(Pointing entries for named objects)
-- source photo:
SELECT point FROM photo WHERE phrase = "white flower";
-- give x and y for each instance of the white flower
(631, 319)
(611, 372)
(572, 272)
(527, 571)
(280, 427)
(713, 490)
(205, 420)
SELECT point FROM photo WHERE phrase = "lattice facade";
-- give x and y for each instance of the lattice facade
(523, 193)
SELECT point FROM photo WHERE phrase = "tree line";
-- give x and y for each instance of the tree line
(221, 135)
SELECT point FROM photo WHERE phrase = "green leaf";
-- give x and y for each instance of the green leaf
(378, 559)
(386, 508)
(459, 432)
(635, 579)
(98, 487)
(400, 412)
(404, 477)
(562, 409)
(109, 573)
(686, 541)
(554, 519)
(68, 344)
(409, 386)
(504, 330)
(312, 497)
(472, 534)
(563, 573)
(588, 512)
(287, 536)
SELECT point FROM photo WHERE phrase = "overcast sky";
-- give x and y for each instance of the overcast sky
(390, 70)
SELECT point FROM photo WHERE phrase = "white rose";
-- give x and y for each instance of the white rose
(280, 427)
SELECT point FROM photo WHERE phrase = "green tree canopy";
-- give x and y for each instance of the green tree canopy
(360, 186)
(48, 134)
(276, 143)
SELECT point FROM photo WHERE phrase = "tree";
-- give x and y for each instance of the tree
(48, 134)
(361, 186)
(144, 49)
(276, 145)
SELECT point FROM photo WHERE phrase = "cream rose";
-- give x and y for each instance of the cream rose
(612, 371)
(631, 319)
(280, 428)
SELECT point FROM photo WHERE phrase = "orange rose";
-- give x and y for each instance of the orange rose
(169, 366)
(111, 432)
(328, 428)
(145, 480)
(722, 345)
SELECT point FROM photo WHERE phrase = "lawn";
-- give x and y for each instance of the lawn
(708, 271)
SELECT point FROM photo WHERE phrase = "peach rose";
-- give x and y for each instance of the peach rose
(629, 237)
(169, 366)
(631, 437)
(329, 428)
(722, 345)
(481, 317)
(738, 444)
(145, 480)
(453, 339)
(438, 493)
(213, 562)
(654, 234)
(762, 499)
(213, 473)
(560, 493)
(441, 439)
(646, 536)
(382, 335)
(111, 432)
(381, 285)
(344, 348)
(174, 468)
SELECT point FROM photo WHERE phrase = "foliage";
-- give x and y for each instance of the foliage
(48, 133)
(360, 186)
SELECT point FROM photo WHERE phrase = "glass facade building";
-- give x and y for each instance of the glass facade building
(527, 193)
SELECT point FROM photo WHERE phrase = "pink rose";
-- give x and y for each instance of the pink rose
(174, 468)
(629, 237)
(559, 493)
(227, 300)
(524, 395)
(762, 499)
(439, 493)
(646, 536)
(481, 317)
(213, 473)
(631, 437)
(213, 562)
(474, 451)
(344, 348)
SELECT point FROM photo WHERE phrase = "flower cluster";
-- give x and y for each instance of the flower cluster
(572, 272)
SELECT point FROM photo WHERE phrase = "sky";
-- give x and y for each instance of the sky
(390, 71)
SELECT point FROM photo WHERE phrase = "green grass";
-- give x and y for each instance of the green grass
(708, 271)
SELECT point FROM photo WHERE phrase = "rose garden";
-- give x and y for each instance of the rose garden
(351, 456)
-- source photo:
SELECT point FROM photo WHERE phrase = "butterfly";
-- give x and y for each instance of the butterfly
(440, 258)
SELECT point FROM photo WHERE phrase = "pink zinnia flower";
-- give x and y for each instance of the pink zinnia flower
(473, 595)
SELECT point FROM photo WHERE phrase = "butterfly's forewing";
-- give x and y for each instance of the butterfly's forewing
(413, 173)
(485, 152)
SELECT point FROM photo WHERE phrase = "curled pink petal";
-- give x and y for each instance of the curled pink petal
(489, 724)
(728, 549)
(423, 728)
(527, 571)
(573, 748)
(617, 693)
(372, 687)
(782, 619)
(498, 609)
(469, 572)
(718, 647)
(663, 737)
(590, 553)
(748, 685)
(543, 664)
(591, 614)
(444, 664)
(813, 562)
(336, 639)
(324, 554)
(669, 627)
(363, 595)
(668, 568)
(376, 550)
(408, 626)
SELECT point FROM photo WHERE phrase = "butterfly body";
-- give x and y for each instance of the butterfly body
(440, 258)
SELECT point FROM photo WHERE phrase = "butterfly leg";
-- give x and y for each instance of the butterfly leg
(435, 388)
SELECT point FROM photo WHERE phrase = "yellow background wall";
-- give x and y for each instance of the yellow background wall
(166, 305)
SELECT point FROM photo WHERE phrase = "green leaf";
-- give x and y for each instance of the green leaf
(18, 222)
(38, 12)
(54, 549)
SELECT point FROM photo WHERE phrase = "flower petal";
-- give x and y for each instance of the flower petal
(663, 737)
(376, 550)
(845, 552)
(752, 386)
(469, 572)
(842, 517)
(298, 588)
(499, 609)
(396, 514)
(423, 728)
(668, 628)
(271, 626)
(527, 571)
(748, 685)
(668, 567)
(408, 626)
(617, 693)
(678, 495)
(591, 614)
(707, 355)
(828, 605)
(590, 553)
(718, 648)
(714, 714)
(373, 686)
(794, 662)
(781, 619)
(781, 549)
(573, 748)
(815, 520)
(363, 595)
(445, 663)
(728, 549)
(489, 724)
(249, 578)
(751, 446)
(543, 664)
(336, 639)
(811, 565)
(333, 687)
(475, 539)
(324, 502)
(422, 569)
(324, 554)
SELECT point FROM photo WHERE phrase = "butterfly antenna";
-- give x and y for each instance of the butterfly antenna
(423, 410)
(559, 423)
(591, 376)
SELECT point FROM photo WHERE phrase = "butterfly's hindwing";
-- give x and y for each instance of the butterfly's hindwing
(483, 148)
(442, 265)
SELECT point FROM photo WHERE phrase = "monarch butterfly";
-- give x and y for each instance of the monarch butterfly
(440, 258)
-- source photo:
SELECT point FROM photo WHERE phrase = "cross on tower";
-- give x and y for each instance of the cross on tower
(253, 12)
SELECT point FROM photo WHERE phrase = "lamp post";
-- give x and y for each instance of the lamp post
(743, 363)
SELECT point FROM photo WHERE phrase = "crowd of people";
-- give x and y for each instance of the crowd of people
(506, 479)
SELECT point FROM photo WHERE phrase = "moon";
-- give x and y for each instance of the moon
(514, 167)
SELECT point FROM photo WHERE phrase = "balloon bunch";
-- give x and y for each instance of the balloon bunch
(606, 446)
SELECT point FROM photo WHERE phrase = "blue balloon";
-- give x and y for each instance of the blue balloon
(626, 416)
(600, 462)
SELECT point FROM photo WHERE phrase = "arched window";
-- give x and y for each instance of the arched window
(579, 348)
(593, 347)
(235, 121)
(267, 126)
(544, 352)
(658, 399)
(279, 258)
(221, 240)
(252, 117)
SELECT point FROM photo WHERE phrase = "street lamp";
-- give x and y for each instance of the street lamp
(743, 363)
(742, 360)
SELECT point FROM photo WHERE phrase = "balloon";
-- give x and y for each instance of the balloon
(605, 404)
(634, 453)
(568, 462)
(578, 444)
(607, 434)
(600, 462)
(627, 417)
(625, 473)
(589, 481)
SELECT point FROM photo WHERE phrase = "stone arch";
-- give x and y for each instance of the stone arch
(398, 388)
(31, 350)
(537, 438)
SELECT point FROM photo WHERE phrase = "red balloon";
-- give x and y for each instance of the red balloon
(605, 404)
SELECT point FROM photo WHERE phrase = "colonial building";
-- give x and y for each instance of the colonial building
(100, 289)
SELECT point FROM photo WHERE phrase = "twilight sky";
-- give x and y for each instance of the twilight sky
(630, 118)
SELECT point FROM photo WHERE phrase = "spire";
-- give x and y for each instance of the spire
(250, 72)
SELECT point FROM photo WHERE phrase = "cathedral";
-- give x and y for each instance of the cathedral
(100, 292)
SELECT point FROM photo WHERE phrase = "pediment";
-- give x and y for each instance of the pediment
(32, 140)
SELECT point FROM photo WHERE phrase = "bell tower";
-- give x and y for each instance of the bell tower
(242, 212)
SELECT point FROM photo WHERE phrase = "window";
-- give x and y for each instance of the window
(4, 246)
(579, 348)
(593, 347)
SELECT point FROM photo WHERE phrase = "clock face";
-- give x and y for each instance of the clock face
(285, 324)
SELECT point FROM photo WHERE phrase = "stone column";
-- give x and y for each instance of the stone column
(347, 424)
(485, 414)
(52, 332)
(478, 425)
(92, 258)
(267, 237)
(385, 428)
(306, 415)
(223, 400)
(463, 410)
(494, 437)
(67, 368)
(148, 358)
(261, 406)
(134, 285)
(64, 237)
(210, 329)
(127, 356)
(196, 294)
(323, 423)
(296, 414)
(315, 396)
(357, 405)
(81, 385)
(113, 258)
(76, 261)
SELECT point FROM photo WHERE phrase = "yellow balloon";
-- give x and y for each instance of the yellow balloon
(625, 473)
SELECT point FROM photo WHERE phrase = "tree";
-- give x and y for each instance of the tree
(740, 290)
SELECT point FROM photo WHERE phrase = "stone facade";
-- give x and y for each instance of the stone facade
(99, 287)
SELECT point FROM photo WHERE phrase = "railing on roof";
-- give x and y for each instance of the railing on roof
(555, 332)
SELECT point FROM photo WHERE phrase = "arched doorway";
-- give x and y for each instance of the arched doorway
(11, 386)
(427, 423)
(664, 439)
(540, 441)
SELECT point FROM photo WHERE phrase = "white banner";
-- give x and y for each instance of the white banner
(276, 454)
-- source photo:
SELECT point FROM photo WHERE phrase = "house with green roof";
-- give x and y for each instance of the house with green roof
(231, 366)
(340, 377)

◆ What you are asked to do
Gather every line of the records above that contains the string "lamp", treating uppercase and lowercase as different.

◆ Output for this exercise
SELECT point FROM photo WHERE phrase = "lamp post";
-- give x and y for each instance of the lamp post
SELECT point FROM photo WHERE phrase = "street lamp";
-- give x and y for each instance of the street lamp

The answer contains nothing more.